━━━━━ Text provided

Univariate GLM is often used when analyzing the relationship between a single outcome variable and multiple predictors. On the other hand, multivariate GLM is employed when investigating the relationships between multiple outcome variables, such as in multivariate regression or multivariate analysis of variance (MANOVA) scenarios.


5. Explain the concept of interaction effects in a GLM.

**ANS:**  In general, the existence of an interaction means that the effect of one variable depends on the value of the other variable with which it interacts. If there isn't an interaction, then the value of the other variable doesn't matter.
Interaction effects in GLMs describing probabilities and counts are not equal to product terms between predictor variables. Instead, interactions may be functions of the predictors of a model, requiring nontraditional approaches for interpreting these effects accurately.


6. How do you handle categorical predictors in a GLM?

**ANS:** When your dependent variable is binary (1 vs. 0, "dead" vs. "alive"), the you might use logistic regression which is a glm with a binomial error distribution and a logit link function. When your dependent variable is ordinal (e.g. "bad"> "good" > "best"), you can use ordinal logistic regression. For a nominal (e.g. transportation: "walk", "car", "bicycle") dependent variable, you can use multinomial logistic regression.


7. What is the purpose of the design matrix in a GLM?

**ANS:** The design matrix is used in certain statistical models, e.g., the general linear model. It can contain indicator variables (ones and zeros) that indicate group membership in an ANOVA, or it can contain values of continuous variables.


8. How do you test the significance of predictors in a GLM?

**ANS :**  likelihood ratio test, F-test and ANNOVA are used to tests are used to test the significance of predictors in a GLM.


9. What is the difference between Type I, Type II, and Type III sums of squares in a GLM?

**ANS :** Three different methodologies for splitting variation exist: Type I, Type II and Type III Sums of Squares. They do not give the same result in case of unbalanced data.

Type I Sums of Squares, or also called Sequential Sums of Squares, assign variation to the different variables in a sequential order.

The Type II Sums of Squares take a different approach in two ways.

First of all, the variation assigned to independent variable A is accounting for B and the other way around the variation assigned to B is accounting for A.
Secondly, the Type II Sums of Squares do not take an interaction effect.


The Type III Sums of Squares are also called partial sums of squares again another way of computing Sums of Squares:

Like Type II, the Type III Sums of Squares are not sequential, so the order of specification does not matter.
Unlike Type II, the Type III Sums of Squares do specify an interaction effect.


10. Explain the concept of deviance in a GLM.

━━━━━━━━━━
━━━━━ Supplied information

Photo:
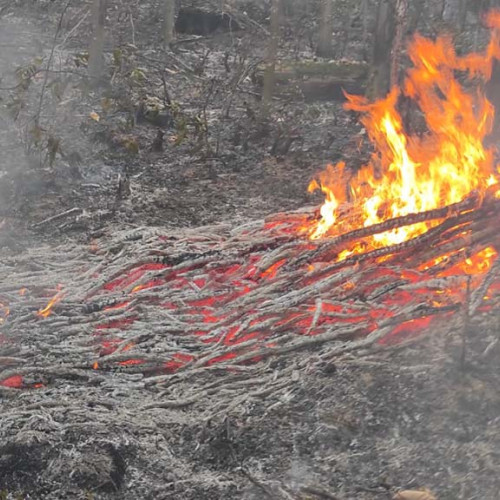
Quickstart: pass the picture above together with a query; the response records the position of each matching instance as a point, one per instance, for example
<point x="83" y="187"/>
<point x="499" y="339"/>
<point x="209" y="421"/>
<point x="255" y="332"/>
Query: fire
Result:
<point x="415" y="173"/>
<point x="47" y="310"/>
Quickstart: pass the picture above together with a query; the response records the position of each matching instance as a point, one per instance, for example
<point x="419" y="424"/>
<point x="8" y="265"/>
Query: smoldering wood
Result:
<point x="110" y="320"/>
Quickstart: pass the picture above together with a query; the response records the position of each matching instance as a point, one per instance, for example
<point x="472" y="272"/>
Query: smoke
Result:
<point x="20" y="44"/>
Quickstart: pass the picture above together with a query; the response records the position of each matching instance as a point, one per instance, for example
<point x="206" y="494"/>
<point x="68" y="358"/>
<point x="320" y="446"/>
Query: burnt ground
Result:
<point x="357" y="428"/>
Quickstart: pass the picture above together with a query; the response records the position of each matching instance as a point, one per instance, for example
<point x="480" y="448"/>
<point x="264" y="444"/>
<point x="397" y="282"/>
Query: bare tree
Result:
<point x="379" y="79"/>
<point x="168" y="22"/>
<point x="325" y="29"/>
<point x="272" y="52"/>
<point x="397" y="45"/>
<point x="96" y="50"/>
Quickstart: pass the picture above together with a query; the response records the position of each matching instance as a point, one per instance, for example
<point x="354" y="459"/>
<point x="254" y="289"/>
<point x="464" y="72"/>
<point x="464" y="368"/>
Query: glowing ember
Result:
<point x="410" y="173"/>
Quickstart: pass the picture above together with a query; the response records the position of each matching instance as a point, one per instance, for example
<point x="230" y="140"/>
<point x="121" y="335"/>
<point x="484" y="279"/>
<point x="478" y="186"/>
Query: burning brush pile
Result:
<point x="404" y="247"/>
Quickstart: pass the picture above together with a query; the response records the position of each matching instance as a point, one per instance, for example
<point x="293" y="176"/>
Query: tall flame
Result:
<point x="412" y="173"/>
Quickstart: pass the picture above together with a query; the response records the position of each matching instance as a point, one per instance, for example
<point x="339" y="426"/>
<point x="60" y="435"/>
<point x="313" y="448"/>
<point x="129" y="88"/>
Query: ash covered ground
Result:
<point x="354" y="428"/>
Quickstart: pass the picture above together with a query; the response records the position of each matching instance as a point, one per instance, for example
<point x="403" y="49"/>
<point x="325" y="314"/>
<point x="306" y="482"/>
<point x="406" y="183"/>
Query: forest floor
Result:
<point x="359" y="429"/>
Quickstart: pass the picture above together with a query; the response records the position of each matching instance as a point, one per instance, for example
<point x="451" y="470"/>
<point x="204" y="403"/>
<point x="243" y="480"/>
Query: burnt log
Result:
<point x="317" y="80"/>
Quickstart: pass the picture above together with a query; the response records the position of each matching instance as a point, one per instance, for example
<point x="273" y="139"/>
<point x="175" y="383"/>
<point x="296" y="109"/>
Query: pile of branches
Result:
<point x="163" y="306"/>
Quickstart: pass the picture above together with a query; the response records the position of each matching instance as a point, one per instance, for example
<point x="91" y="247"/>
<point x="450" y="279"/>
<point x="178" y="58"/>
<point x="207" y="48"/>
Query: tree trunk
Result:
<point x="379" y="80"/>
<point x="168" y="23"/>
<point x="96" y="50"/>
<point x="325" y="29"/>
<point x="272" y="52"/>
<point x="398" y="43"/>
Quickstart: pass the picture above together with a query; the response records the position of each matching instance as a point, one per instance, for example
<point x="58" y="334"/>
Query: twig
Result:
<point x="49" y="62"/>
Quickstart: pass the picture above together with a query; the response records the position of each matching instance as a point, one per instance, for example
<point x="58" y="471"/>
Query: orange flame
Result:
<point x="410" y="173"/>
<point x="47" y="310"/>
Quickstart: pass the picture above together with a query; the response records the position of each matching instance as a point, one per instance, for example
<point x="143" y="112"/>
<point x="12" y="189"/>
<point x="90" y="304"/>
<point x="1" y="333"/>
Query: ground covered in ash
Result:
<point x="355" y="428"/>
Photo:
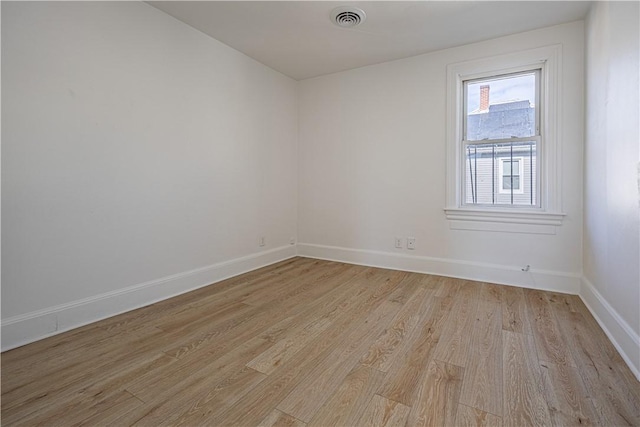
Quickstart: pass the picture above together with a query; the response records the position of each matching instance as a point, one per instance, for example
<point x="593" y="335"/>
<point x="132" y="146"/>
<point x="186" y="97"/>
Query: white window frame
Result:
<point x="520" y="175"/>
<point x="544" y="217"/>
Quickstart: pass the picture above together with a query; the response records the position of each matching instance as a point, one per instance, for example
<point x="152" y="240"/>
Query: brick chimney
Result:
<point x="484" y="97"/>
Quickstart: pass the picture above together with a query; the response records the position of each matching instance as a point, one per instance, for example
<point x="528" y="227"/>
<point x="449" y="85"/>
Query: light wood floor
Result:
<point x="308" y="342"/>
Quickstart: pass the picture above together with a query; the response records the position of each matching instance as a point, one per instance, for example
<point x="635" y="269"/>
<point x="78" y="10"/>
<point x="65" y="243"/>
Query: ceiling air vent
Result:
<point x="347" y="17"/>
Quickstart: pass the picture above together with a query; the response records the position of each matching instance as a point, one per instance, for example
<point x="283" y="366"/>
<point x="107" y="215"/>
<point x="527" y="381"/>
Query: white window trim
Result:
<point x="478" y="217"/>
<point x="501" y="189"/>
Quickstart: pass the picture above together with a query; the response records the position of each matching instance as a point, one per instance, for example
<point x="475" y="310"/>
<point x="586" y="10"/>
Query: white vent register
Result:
<point x="347" y="16"/>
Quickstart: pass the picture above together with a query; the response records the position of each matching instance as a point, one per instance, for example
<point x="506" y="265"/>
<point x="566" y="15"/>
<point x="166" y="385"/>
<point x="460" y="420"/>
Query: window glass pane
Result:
<point x="499" y="108"/>
<point x="488" y="174"/>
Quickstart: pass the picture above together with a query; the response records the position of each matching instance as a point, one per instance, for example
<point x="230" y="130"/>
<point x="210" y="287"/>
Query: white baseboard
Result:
<point x="483" y="272"/>
<point x="623" y="337"/>
<point x="30" y="327"/>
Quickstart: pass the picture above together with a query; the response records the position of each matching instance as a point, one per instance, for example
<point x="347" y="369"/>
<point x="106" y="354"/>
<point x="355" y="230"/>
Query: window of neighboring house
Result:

━━━━━━━━━━

Stated problem 1 » Tally the lines of the records that contain the string "window", and give only that number.
Stated problem 2 » Please carry on the GLM notes from the point where they stop.
The GLM notes and the records are unrelated.

Exercise answer 1 » 4

Exercise answer 2 »
**ANS :** Deviance is a goodness-of-fit metric for statistical models, particularly used for GLMs. It is defined as the difference between the Saturated and Proposed Models and can be thought as how much variation in the data does our Proposed Model account for.


# Regression:

11. What is regression analysis and what is its purpose?

**ANS :** Regression analysis is a statistical method that shows the relationship between two or more variables. Usually expressed in a graph, the method tests the relationship between a dependent variable against independent variables.


12. What is the difference between simple linear regression and multiple linear regression?

**ANS : ** Simple linear regression has only one x and one y variable. Multiple linear regression has one y and two or more x variables.

13. How do you interpret the R-squared value in regression?

**ANS:** R-squared is a goodness-of-fit measure for linear regression models. This statistic indicates the percentage of the variance in the dependent variable that the independent variables explain collectively. R-squared measures the strength of the relationship between your model and the dependent variable on a convenient 0 – 100% scale.

14. What is the difference between correlation and regression?

**ANS:** The key difference between correlation and regression is that correlation measures the degree of a relationship between two independent variables (x and y). In contrast, regression is how one variable affects another.

15. What is the difference between the coefficients and the intercept in regression?

**ANS:** The simple linear regression model is essentially a linear equation of the form y = c + b*x; where y is the dependent variable (outcome), x is the independent variable (predictor), b is the slope of the line; also known as regression coefficient and c is the intercept


16. How do you handle outliers in regression analysis?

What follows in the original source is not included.